Jehanne
Denogent (Université de Lausanne), da “CONSTELLATION CENDRARS” N.5, Garnier
2021
Jehanne Denogent
Ritmi & Sonorità. I Poèmes
nègres di Tristan Tzara
Ogni uomo gridi: c'è un lavoro grande, distruttivo,
negativo da compiere. Spazzare, pulire. La pulizia dell’individuo si afferma
dopo lo stato di follia, di follia aggressiva, completa […] 1
Per dimostrare il
loro rifiuto di una civiltà che portò alla tragedia della Prima Guerra
Mondiale, i protagonisti dada rivendicarono una “primitività” e evocarono il
riferimento “negro” come emblema di questo “stato di follia” che invocavano. Durante
le “Serate Negre”, a partire dal febbraio 1916, Tristan Tzara, Hugo Ball,
Francis Picabia e gli altri membri del movimento eseguirono “canzoni negre”,
accompagnate da percussioni e danze dal desiderato carattere “tribale”. Questo
primitivismo rumoroso e trasgressivo nasconde tuttavia uno stupefacente lavoro
accademico portato avanti da Tristan Tzara. Dal 1916 al 1919, il poeta romeno
frequentò assiduamente la biblioteca di Zurigo, dove consultò numerose opere
etnologiche dalle quali trascrisse, tradusse e adattò testi africani e
oceanici. I Negro Poems sono il
frutto di questa ricerca, portata avanti da un poeta tanto provocatorio in
scena quanto studioso dietro le quinte.

▶ _Obiettivo dell'esercizio_:
Secondo il brano di lettura, quale biblioteca frequentò assiduamente Tristan Tzara dal 1916 al 1919?

▶ _Materiale fornito_:
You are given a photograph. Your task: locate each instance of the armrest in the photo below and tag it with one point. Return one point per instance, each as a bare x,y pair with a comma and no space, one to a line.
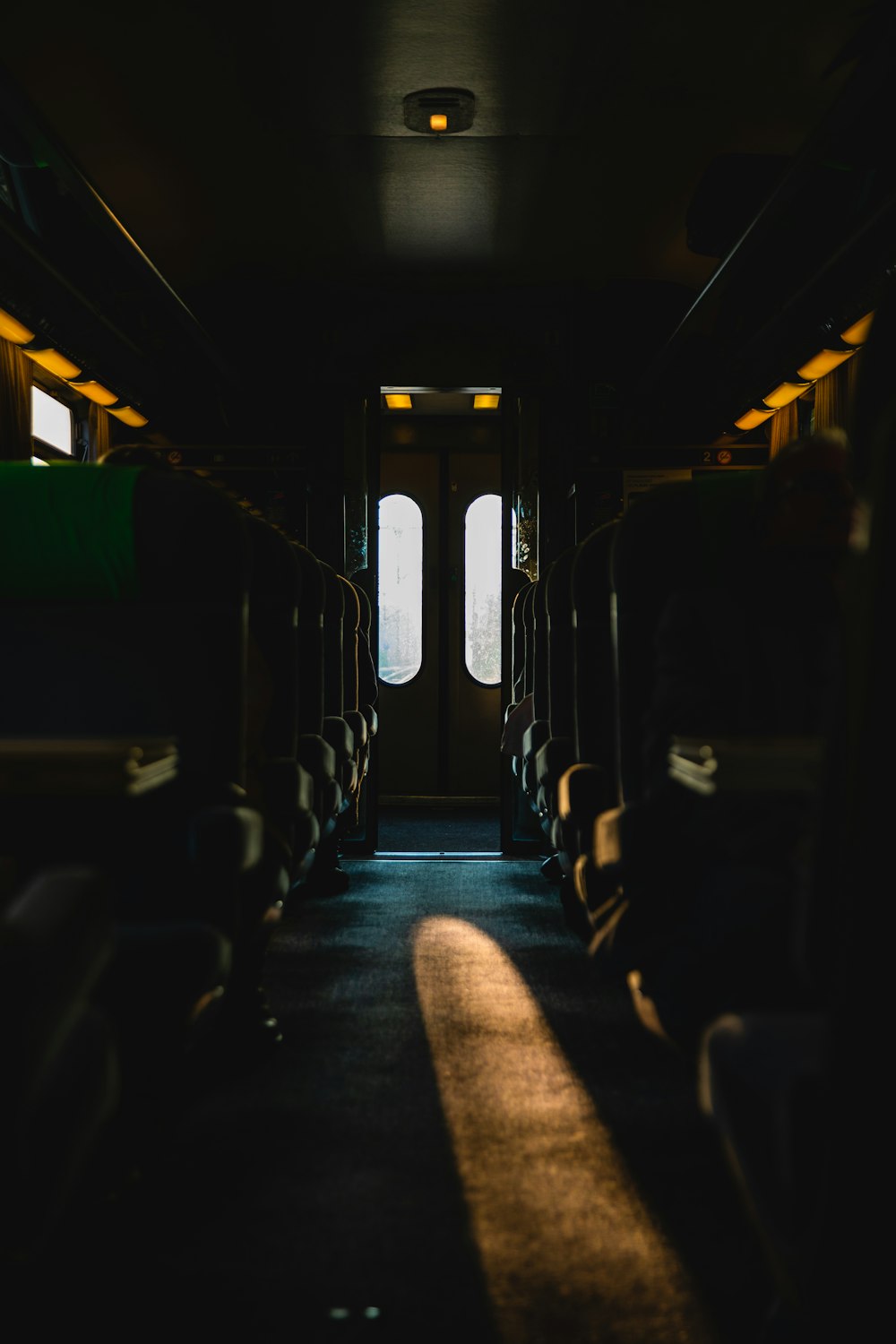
---
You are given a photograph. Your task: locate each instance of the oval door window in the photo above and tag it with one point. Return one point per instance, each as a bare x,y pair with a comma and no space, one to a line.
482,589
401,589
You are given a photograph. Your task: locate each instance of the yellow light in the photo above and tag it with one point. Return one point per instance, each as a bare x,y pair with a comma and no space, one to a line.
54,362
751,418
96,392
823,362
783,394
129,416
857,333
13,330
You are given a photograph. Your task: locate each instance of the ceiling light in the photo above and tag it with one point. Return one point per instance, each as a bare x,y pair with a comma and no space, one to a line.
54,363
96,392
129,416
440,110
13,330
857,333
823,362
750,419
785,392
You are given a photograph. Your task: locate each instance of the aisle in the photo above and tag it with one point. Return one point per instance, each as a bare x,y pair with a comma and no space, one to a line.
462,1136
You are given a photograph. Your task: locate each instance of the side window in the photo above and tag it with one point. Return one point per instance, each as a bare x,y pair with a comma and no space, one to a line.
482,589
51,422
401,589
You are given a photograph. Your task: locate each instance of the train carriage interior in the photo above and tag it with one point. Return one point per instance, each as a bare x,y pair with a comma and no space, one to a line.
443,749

▶ _Risposta svolta_:
La biblioteca di Zurigo.